:: Text under study ::

○ ○ ○ ○ ○

Net Debt-to-Free Cash Flow

What is Net Debt/FCF?

Net Debt-to-FCF shows how many years it would take to pay off all net debt using free cash flow. It's a key measure of financial health and leverage.

Think of it like this

You owe $50,000 on your car (debt) but have $10,000 in savings (cash). Net debt is $40,000. If you save $10,000 per year, your Net Debt/FCF ratio is 4 - it takes 4 years to pay off the car.

Formula

Net Debt/FCF = (Total Debt - Cash) / Annual Free Cash Flow
  • Net Debt: Total Debt minus Cash & Equivalents
  • Free Cash Flow: Annual FCF generated

Why it matters

  • Shows years needed to pay off debt
  • Lower ratio = safer, more financial flexibility
  • Important for assessing bankruptcy risk
  • Credit agencies use this metric

What's a good value?

○ ○ ○ ○ ○

:: Aim of the task ::
How would you continue the explainer on Net Debt-to-Free Cash Flow, starting after its final heading, "What's a good value?"

○ ○ ○ ○ ○

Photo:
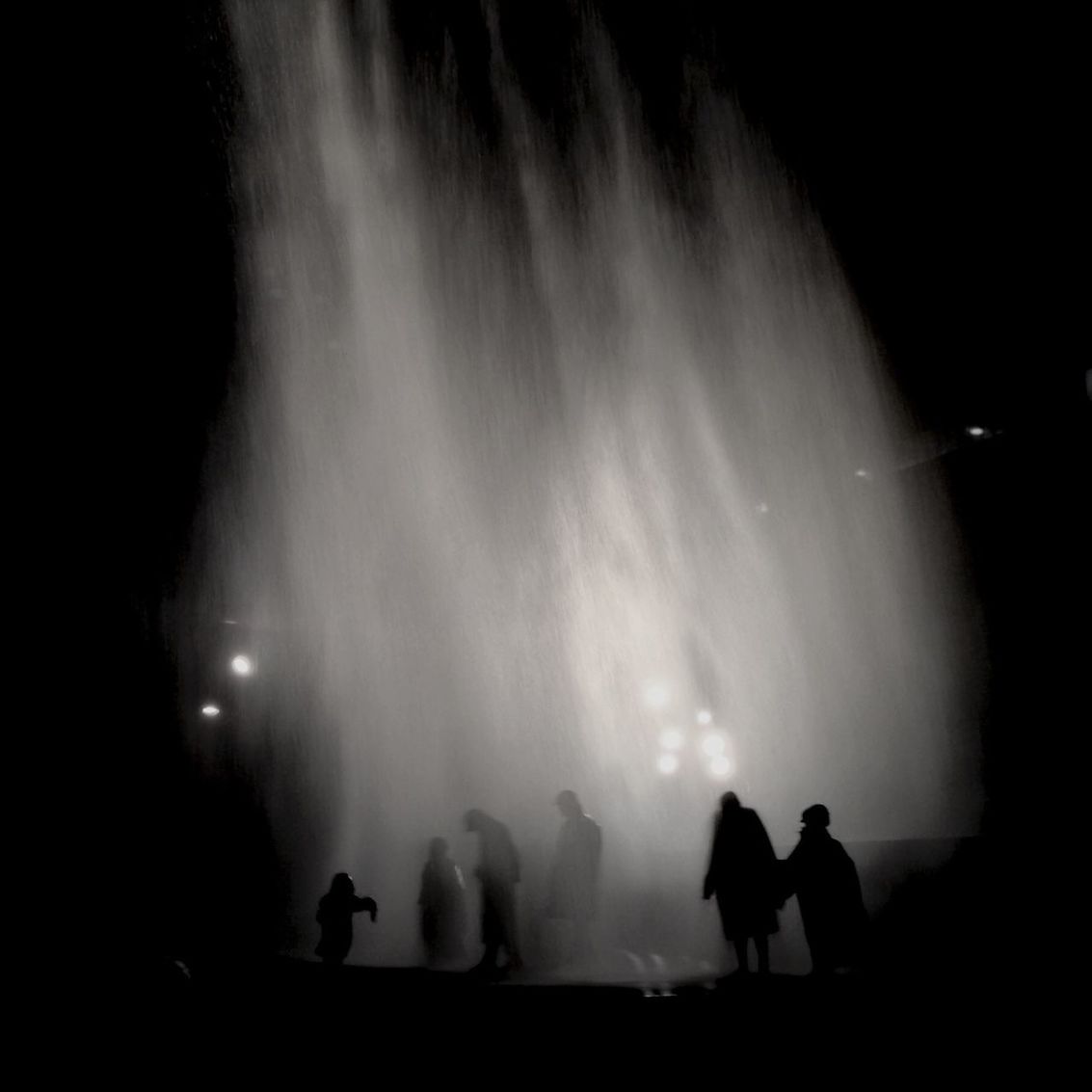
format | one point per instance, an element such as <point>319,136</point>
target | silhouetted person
<point>336,909</point>
<point>574,879</point>
<point>743,876</point>
<point>823,878</point>
<point>442,903</point>
<point>498,872</point>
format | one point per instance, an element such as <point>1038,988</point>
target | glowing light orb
<point>720,766</point>
<point>656,695</point>
<point>672,739</point>
<point>667,763</point>
<point>713,745</point>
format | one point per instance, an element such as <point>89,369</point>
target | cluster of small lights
<point>713,744</point>
<point>240,665</point>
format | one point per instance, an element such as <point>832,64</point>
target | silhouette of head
<point>342,885</point>
<point>569,804</point>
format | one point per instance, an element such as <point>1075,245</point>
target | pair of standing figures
<point>752,885</point>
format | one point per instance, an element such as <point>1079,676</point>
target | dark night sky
<point>939,150</point>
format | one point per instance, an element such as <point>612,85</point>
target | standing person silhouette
<point>823,878</point>
<point>574,879</point>
<point>335,913</point>
<point>498,871</point>
<point>743,875</point>
<point>442,903</point>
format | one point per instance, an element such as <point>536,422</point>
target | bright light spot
<point>713,745</point>
<point>672,739</point>
<point>656,695</point>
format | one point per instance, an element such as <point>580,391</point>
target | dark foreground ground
<point>298,1023</point>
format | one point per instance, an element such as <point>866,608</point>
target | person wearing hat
<point>823,878</point>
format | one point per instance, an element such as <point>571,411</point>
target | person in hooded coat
<point>498,871</point>
<point>442,904</point>
<point>574,877</point>
<point>743,876</point>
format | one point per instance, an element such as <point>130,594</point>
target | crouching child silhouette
<point>335,913</point>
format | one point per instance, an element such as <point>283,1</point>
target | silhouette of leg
<point>762,946</point>
<point>740,946</point>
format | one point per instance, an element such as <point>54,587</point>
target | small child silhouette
<point>336,909</point>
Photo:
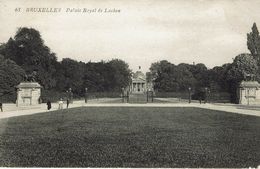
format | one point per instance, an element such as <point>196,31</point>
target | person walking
<point>60,104</point>
<point>1,106</point>
<point>48,104</point>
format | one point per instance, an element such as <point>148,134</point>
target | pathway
<point>10,110</point>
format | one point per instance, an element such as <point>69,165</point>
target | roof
<point>249,84</point>
<point>29,85</point>
<point>139,76</point>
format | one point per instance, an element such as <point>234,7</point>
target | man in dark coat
<point>48,104</point>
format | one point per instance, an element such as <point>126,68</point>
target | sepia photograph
<point>130,84</point>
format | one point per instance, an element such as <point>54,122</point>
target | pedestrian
<point>68,102</point>
<point>1,106</point>
<point>48,104</point>
<point>60,104</point>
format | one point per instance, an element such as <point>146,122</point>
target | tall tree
<point>27,49</point>
<point>243,65</point>
<point>253,43</point>
<point>10,76</point>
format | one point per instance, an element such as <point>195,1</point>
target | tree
<point>27,49</point>
<point>70,75</point>
<point>120,74</point>
<point>10,76</point>
<point>243,65</point>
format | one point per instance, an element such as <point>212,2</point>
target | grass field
<point>130,137</point>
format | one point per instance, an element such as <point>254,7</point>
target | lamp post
<point>70,95</point>
<point>122,95</point>
<point>206,94</point>
<point>209,95</point>
<point>86,95</point>
<point>147,95</point>
<point>189,94</point>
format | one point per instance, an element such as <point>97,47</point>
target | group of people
<point>60,102</point>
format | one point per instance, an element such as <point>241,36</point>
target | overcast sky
<point>143,32</point>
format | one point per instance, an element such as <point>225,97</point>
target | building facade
<point>249,93</point>
<point>139,83</point>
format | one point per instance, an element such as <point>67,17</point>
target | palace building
<point>139,83</point>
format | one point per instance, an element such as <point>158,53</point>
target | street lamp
<point>189,94</point>
<point>123,94</point>
<point>206,94</point>
<point>86,95</point>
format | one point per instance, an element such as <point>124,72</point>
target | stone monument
<point>28,93</point>
<point>249,93</point>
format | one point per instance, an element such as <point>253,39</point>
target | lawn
<point>130,137</point>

○ ○ ○ ○ ○

:: Answer to this exercise ::
< 1
Excellent
Could pay off debt in under a year
1-3
Good
Comfortable debt levels
3-5
Moderate
Watch carefully, manageable but elevated
> 5
Risky
High debt burden, financial stress

Real-world example

Apple: Often negative (more cash than debt) - fortress balance sheet. AT&T: 3-4 ratio - telecom with high debt load. Airlines post-COVID: 8+ - struggling with debt. Tech startups: ratio doesn't apply if burning cash.